* _RECORD SET_
···

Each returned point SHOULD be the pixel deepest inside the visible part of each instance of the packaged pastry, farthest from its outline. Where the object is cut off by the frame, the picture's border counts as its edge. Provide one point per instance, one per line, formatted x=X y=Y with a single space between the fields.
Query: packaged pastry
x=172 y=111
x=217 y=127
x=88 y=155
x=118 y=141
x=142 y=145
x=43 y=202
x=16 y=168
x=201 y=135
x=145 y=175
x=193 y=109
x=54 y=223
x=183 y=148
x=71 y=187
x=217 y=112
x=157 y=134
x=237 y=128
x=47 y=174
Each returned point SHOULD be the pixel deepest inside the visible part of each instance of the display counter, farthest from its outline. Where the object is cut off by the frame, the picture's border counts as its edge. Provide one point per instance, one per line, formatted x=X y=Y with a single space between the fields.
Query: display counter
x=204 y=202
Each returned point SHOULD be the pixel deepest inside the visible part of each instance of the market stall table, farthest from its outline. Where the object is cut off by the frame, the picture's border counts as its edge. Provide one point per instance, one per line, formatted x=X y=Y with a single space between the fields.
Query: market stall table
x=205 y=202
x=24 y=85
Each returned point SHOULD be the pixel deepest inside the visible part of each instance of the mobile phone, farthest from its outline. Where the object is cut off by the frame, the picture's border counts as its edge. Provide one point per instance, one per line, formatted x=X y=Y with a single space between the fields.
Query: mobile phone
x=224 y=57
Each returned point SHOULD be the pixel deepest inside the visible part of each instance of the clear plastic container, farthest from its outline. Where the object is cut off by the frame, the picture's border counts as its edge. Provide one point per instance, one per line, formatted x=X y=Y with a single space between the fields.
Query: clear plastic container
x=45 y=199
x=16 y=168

···

* _WHAT THE TASK ASKS_
Please format the records above as a Markdown table with the columns Row and Line, one numbered row per line and no rows for blank lines.

* _SOLUTION FOR THIS EXERCISE_
| Row | Line |
|---|---|
| 1 | Each returned point SHOULD be the pixel deepest inside the visible part of each instance of the packaged pastry, farthest from its outline. Where the object is cut off by the frame, the picture's border counts as its edge. Provide one point per instance, one per line, formatted x=X y=Y with a single space between the fields. |
| 2 | Query: packaged pastry |
| 3 | x=172 y=111 |
| 4 | x=217 y=127 |
| 5 | x=88 y=155 |
| 6 | x=118 y=141 |
| 7 | x=142 y=145 |
| 8 | x=43 y=202 |
| 9 | x=16 y=168 |
| 10 | x=201 y=135 |
| 11 | x=145 y=175 |
| 12 | x=193 y=109 |
| 13 | x=54 y=223 |
| 14 | x=183 y=148 |
| 15 | x=71 y=187 |
| 16 | x=217 y=112 |
| 17 | x=157 y=134 |
| 18 | x=237 y=128 |
| 19 | x=47 y=174 |
| 20 | Each returned point SHOULD be the pixel deepest inside the visible part of each instance of the display counter, farthest from its outline. Where the object is cut off by the frame, the picture's border counts as its edge. Provide one point per instance, one per line, formatted x=X y=Y with a single space between the fields. |
| 21 | Query: display counter |
| 22 | x=204 y=202 |
| 23 | Each returned point SHOULD be the pixel deepest inside the visible part of each instance of the market stall table, farthest from its outline. Where the object is cut off by the frame, the picture's border counts as its edge. Provide one point per instance, one per line, formatted x=X y=Y with a single space between the fields. |
| 24 | Query: market stall table |
| 25 | x=205 y=202 |
| 26 | x=24 y=85 |
| 27 | Each returned point SHOULD be the pixel deepest inside the visible part of each instance of the mobile phone, farthest from its outline. Where the object is cut off by the frame, the picture's border counts as its edge. Provide one point per instance, one per line, formatted x=X y=Y with a single space between the fields. |
| 28 | Query: mobile phone |
| 29 | x=224 y=57 |
| 30 | Each returned point SHOULD be the pixel deepest inside the visible part of each instance of the clear plastic container, farthest from its outline. Where the object is cut off by the frame, the picture's border counts as its edge. Provide one point per instance, one per line, formatted x=X y=Y with a single space between the fields. |
| 31 | Query: clear plastic container |
| 32 | x=45 y=199 |
| 33 | x=16 y=168 |